[Lines of data]
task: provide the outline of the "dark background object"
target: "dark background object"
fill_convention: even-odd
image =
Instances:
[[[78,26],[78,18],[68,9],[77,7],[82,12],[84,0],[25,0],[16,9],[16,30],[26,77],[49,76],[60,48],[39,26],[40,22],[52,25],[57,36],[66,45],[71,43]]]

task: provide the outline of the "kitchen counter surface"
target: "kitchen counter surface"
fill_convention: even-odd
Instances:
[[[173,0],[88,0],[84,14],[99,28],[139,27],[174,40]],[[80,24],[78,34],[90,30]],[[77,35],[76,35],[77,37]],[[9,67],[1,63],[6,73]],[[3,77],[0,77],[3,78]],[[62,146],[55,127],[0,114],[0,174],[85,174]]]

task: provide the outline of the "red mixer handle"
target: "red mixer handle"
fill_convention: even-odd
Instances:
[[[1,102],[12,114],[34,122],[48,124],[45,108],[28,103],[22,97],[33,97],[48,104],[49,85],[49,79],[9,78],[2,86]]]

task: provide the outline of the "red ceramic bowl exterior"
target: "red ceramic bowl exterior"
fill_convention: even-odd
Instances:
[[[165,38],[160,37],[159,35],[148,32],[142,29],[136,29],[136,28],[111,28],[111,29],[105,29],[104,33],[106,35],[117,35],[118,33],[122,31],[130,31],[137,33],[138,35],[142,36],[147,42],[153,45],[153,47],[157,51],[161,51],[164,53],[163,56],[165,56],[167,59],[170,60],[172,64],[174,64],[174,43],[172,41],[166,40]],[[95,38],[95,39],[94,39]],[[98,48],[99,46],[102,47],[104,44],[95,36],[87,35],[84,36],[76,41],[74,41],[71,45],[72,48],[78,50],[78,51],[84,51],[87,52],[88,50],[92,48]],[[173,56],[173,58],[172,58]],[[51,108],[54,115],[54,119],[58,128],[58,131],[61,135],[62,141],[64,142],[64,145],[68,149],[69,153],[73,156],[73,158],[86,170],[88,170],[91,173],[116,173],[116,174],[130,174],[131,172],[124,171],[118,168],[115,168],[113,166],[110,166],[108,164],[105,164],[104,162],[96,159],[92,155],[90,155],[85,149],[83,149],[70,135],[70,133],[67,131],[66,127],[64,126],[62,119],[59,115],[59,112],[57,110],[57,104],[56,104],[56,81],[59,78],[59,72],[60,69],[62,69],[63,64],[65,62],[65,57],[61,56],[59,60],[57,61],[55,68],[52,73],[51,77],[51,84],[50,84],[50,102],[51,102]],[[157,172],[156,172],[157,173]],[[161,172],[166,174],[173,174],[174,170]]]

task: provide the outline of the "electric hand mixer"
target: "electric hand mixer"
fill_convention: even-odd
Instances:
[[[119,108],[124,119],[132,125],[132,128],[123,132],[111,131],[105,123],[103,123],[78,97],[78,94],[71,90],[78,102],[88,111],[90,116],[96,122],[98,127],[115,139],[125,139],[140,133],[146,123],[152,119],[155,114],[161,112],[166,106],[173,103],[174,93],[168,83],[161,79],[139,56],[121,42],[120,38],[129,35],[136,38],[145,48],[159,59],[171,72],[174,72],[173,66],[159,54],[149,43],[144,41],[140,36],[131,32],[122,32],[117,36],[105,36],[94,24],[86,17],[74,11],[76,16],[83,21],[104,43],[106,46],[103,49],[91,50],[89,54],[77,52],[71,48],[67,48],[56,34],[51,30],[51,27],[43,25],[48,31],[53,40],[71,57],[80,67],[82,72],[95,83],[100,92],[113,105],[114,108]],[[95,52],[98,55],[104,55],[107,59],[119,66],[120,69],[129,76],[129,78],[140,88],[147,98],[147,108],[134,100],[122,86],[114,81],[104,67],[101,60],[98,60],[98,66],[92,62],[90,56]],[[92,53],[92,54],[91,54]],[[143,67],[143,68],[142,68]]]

...

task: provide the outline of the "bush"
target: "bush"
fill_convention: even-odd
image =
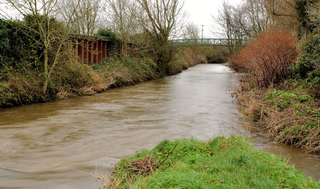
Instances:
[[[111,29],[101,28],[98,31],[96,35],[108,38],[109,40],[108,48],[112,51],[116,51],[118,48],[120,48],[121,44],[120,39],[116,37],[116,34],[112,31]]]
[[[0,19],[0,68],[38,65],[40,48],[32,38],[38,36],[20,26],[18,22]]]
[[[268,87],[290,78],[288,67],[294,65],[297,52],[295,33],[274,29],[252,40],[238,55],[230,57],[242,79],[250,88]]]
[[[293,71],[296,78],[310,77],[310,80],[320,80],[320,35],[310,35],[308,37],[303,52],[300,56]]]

TASK PROMPT:
Find every line in the data above that contains the string "object" and copy each of those lines in full.

RESPONSE TO THIS TASK:
task: provide the outline of the "dark background object"
target: "dark background object"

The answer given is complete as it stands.